---------- BRANO PROPOSTO

Io vorrei parlarvi quindi di questo insegnamento che abbiamo
ricevuto, di questo Sacerdozio. Evidentemente non in maniera esaustiva,
ma nei suoi elementi essenziali, in ciò che penso siano i suoi elementi
essenziali.
Innanzi tutto, il prete al Sacerdozio è ordinato
al Sacrificio, al Santo Sacrificio della Messa. Il sacerdote è innanzi
tutto l’uomo di culto di Dio, l’uomo consacrato e costituito allo scopo
di rendere il vero culto al solo vero Dio. Egli è costituito anche
come mediatore, intermediario tra Dio e gli uomini per offrire preghiere
e sacrifici. Egli è soprattutto ed essenzialmente l’uomo del Santo
Sacrificio. Non v’è Sacerdozio, non v’è sacerdote senza il
Santo Sacrificio della Messa.
L’Apostolo San Paolo nella Lettera agli Ebrei lo dice
in maniera molto chiara: " Poiché ogni sacerdote preso tra
gli uomini è costituito per gli uomini a riguardo del culto di Dio,
affinché offra dei doni e dei sacrifici ", munera et
sacrificia. E dopo aver mostrato che il sacerdote deve patire con i
peccatori, e cioè deve avere dei sentimenti di compassione e di
misericordia nei confronti dei peccatori, poiché egli stesso è
rivestito di debolezza, l’Apostolo insiste: " È per questo
che egli deve offrire sia per se stesso sia per il popolo dei sacrifici
per i peccati ". E io penso che noi realizziamo tutto questo in
tre modi.
E cioè che dobbiamo fare della Santa Messa il
centro, il cuore della nostra vita spirituale, della nostra vita sacerdotale,
della nostra vita. È dalla Messa, dalla Santa Messa, dalla celebrazione
della Santa Messa che dobbiamo attingere, trarre, tutte le grazie per la
santificazione personale e per la santificazione dei fedeli. Questo
significa che alla base della santificazione vi è la Santa Messa.
È proprio questo che ci ha detto Mons. Lefebvre.
In seguito, occorre che noi si compia il nostro dovere
di mediatore con la preghiera. Vi è una mediazione del sacerdote
per mezzo della preghiera, sia pubblica sia privata. Certo, la Liturgia,
è chiaro, ma anche la vita di preghiera personale, privata. Il sacerdote
è ordinato ad una mediazione tra Dio e gli uomini. In altre parole
si tratta di una preghiera di domanda, di intercessione, di mediazione,
di riparazione, di espiazione, e soprattutto di propiziazione.

--------------------
---------- ESTRATTO DEI DATI

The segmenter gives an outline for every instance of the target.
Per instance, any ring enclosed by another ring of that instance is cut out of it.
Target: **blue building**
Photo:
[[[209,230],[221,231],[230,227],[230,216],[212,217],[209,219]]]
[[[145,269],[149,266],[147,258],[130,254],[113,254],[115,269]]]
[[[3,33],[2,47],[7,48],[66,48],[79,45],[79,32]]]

--------------------

ISTRUZIONI DEL COMPITO:
Nel brano sul sacerdozio, qual è il motivo per cui il sacerdote deve provare compassione e misericordia verso i peccatori? Rispondi in una o due frasi.

RISULTATO DELL'ESERCIZIO:
Il sacerdote deve provare compassione e misericordia verso i peccatori perché anche lui è rivestito di debolezza. Proprio per questo, come insiste l'Apostolo, deve offrire sacrifici per i peccati sia per sé sia per il popolo.